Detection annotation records
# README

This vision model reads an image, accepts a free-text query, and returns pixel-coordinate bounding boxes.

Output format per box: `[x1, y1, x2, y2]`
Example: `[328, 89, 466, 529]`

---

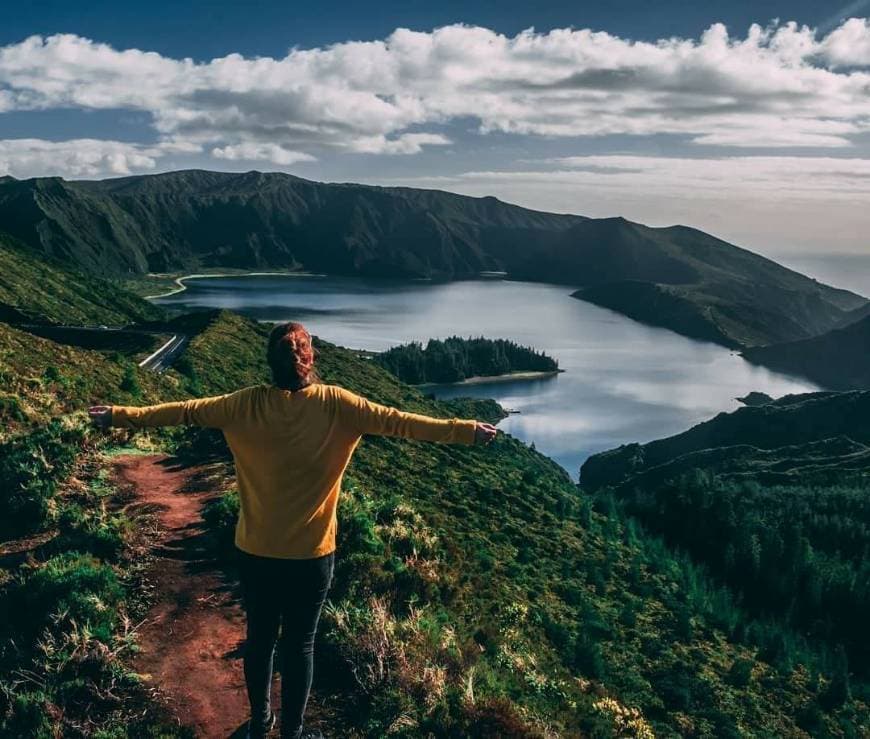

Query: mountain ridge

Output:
[0, 170, 868, 348]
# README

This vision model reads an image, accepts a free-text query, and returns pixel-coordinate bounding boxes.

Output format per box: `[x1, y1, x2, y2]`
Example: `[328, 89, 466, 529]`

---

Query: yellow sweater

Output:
[112, 384, 475, 559]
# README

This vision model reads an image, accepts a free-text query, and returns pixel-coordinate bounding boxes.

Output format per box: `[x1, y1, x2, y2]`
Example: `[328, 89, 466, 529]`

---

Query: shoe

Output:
[290, 729, 324, 739]
[245, 712, 277, 739]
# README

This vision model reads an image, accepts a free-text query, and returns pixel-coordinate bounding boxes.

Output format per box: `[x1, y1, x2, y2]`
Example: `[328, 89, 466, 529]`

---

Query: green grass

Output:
[0, 304, 868, 737]
[0, 233, 162, 325]
[187, 318, 867, 736]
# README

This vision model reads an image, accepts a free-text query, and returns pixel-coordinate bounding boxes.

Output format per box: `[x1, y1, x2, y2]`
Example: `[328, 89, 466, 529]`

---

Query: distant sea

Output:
[771, 254, 870, 298]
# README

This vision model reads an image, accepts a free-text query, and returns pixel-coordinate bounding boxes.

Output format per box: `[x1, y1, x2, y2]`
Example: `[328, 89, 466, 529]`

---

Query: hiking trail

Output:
[113, 455, 248, 738]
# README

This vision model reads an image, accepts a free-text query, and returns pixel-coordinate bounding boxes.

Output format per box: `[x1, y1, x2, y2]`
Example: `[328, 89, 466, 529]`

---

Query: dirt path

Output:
[115, 455, 248, 737]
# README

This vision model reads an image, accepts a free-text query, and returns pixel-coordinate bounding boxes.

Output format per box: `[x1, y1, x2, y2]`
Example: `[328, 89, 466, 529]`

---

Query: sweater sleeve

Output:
[112, 391, 249, 429]
[338, 388, 477, 446]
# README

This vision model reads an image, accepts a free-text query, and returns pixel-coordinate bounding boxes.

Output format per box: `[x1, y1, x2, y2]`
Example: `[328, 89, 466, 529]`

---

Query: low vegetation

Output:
[0, 232, 161, 325]
[0, 264, 868, 738]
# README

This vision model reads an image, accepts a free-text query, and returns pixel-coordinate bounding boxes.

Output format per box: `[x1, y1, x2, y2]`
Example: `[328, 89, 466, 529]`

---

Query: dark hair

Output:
[266, 321, 319, 391]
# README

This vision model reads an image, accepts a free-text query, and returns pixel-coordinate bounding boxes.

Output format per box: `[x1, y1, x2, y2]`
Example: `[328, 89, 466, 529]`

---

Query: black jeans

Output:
[239, 551, 335, 737]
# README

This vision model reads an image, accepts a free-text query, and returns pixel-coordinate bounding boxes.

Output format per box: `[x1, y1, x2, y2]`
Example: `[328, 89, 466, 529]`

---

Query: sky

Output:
[0, 0, 870, 256]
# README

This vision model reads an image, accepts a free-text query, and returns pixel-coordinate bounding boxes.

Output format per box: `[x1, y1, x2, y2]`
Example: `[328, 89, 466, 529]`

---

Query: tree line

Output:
[375, 336, 559, 385]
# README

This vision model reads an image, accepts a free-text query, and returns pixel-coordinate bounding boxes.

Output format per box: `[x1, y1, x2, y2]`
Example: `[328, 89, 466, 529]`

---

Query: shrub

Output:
[202, 491, 239, 553]
[13, 552, 123, 641]
[0, 421, 85, 537]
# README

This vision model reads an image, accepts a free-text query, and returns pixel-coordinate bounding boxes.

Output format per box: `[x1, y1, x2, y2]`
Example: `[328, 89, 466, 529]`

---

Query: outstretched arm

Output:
[88, 393, 245, 429]
[339, 389, 497, 444]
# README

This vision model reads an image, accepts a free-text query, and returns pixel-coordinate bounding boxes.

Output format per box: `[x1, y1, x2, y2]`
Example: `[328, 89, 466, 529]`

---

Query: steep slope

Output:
[580, 392, 870, 490]
[0, 171, 866, 347]
[581, 392, 870, 700]
[0, 233, 162, 325]
[743, 316, 870, 390]
[0, 298, 866, 738]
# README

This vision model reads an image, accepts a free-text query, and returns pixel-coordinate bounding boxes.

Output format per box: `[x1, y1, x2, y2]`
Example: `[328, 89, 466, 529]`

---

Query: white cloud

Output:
[376, 155, 870, 254]
[821, 18, 870, 67]
[0, 18, 870, 177]
[211, 144, 315, 166]
[0, 139, 172, 177]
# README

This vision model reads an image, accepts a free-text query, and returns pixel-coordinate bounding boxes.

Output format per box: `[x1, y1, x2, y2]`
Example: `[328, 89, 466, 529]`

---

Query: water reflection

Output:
[157, 277, 817, 478]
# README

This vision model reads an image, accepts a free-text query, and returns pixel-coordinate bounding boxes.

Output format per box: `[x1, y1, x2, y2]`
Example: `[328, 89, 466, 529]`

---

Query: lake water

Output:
[155, 277, 818, 479]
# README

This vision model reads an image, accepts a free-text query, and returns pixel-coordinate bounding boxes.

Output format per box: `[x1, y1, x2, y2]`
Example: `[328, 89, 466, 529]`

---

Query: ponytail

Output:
[266, 321, 318, 391]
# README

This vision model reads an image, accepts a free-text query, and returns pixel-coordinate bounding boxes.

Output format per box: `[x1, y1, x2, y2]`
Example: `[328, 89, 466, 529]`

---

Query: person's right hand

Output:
[88, 405, 112, 431]
[474, 421, 498, 444]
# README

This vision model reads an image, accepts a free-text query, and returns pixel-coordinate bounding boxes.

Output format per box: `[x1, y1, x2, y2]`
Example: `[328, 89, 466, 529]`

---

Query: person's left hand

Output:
[474, 421, 498, 445]
[88, 405, 112, 431]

> Task goal
Repeat every item above word for word, omitting the pictures.

> Exercise solution
# README

This vision model reads an image, accepts a free-text query, and returns pixel-coordinate bounding boxes.

Output format per box: `[x1, y1, x2, y2]`
Example: `[328, 89, 466, 529]`

---


Query: mountain ridge

Output:
[0, 170, 868, 348]
# README

This vision model reads an image, accepts a free-text query, and returns pixel-coordinate bounding boxes.

Output format per box: `[x1, y1, x2, y2]`
Example: `[328, 89, 466, 529]`

---

Query: yellow sweater

Output:
[112, 384, 475, 559]
# README

This vision model reads an image, accepts a free-text query, and returns pixel-coordinate bounding boxes.

Output format per box: `[x1, y1, x2, y2]`
Example: `[328, 89, 466, 529]`

---

Query: shoe

Output:
[290, 729, 324, 739]
[245, 712, 277, 739]
# README

This vision model reads an image, accepts a free-text query, and returns pixel-coordinate bounding boxes.

Output format per box: `[x1, y1, x2, y2]`
Example: `[328, 89, 466, 529]`

---

Query: green grass

Output:
[0, 304, 868, 737]
[0, 233, 162, 325]
[187, 318, 867, 736]
# README

This vision model reads an image, accepts a free-text query, and returns pixel-coordinate bounding boxes.

Output format per box: `[x1, y1, x2, y2]`
Example: `[328, 89, 466, 529]`

---

Query: distant sea

Output:
[771, 254, 870, 298]
# README

This vision model reads an image, accepts a free-text query, and returns pixel-coordinate bounding boxes.

Output format per box: `[x1, y1, x2, y2]`
Example: `[328, 89, 466, 529]`

---

Query: hiking trail

Output:
[113, 455, 248, 738]
# README

This vision model reads an image, accepts a free-text query, and returns pixel-coordinate bounding boxes.

Output format per box: `[x1, y1, x2, y2]`
Example: `[328, 89, 466, 529]`

---

Query: dirt path

Output:
[115, 455, 248, 737]
# README

This vision model reads an image, accepts a free-text query, and returns pixel-coordinate bounding boxes.

Output format per box: `[x1, y1, x2, y2]`
Example: `[328, 89, 466, 529]`

---

Query: sweater sleeve

Output:
[112, 391, 249, 429]
[338, 388, 477, 446]
# README

This vision model reads an image, accepts a free-text query, and returns pixel-coordinate bounding boxes.

Output format per box: `[x1, y1, x2, y2]`
Example: `[328, 89, 466, 529]`

---

Query: low vegetation

Output:
[0, 232, 161, 325]
[0, 264, 868, 738]
# README

This vision model reads an image, accepts a free-text query, and returns pixel-coordinate bounding boxes.

Output format per box: `[x1, y1, x2, y2]`
Example: `[328, 89, 466, 529]`

---

Query: dark hair

Output:
[266, 321, 319, 391]
# README

This vision model reads an image, accepts a free-text query, and returns pixel-coordinate bounding boxes.

Output format per box: `[x1, y1, x2, y2]`
Example: `[328, 89, 466, 529]`

---

Query: black jeans

Output:
[239, 551, 335, 737]
# README

This vision model reads an image, accepts a free-text query, and returns pixel-coordinate bounding boxes.

Output format per box: `[x1, y1, x2, y2]`
Example: `[328, 89, 466, 529]`

---

Query: sky

Output:
[0, 0, 870, 256]
# README

This vision model reads an image, accepts a free-text query, and returns pixel-coordinate bounding boxes.

Output format per box: `[x1, y1, x2, y2]`
Example: `[328, 89, 466, 529]`

---

Query: tree line

Output:
[375, 336, 559, 385]
# README

This vision model reads an image, accepts a free-text query, and returns pixel-coordinate bounding boxes.

Output format per box: `[x1, y1, x2, y2]`
Example: `[328, 89, 466, 529]`

---

Query: shrub

Output:
[202, 491, 239, 553]
[13, 552, 123, 641]
[0, 421, 85, 537]
# README

This vision model reads an image, accepts a free-text query, and returns pixel-coordinate bounding boxes.

Output format per box: `[x1, y1, x2, y2]`
Example: `[328, 89, 466, 529]`

---

Query: outstretched arm

Output:
[88, 393, 245, 429]
[339, 389, 497, 444]
# README

This vision model reads an image, accepts a free-text query, and returns pixel-coordinate bounding boxes.

Output format per box: `[x1, y1, x2, y2]`
Example: `[328, 89, 466, 529]`

---

Query: steep slope

Output:
[580, 392, 870, 490]
[0, 171, 866, 347]
[581, 392, 870, 700]
[0, 233, 162, 325]
[743, 316, 870, 390]
[0, 298, 866, 738]
# README

This vision model reads an image, accepts a free-text query, and returns pixel-coordinate bounding boxes.

Output format per box: `[x1, y1, x2, y2]`
Example: `[328, 89, 466, 529]`

---

Query: white cloud

Output:
[376, 155, 870, 254]
[821, 18, 870, 67]
[0, 18, 870, 177]
[211, 144, 315, 166]
[0, 139, 172, 177]
# README

This vision model reads an image, accepts a free-text query, and returns pixel-coordinate bounding boxes.

Output format per box: `[x1, y1, x2, y2]`
Example: `[328, 89, 466, 529]`

---

Query: water reflection

Output:
[157, 277, 817, 478]
# README

This vision model reads an image, accepts a free-text query, and returns pixel-coordinate bounding boxes.

Output format per box: `[x1, y1, x2, y2]`
Example: `[328, 89, 466, 529]`

---

Query: lake water

Output:
[155, 277, 818, 479]
# README

This vision model reads an image, accepts a free-text query, and returns pixel-coordinate bounding boxes.

Output format per box: `[x1, y1, x2, y2]`
Example: `[328, 89, 466, 529]`

---

Query: ponytail

Output:
[266, 321, 318, 391]
# README

This vision model reads an image, accepts a free-text query, and returns pixel-coordinate bounding boxes.

Output format per box: `[x1, y1, x2, y2]`
Example: `[328, 89, 466, 529]`

---

Query: person's right hand

Output:
[88, 405, 112, 431]
[474, 421, 498, 444]
# README

This vision model reads an image, accepts a free-text query, and returns pixel-coordinate bounding boxes.

Output format per box: `[x1, y1, x2, y2]`
Example: `[328, 89, 466, 529]`

---

Query: person's left hand

Output:
[474, 421, 498, 445]
[88, 405, 112, 431]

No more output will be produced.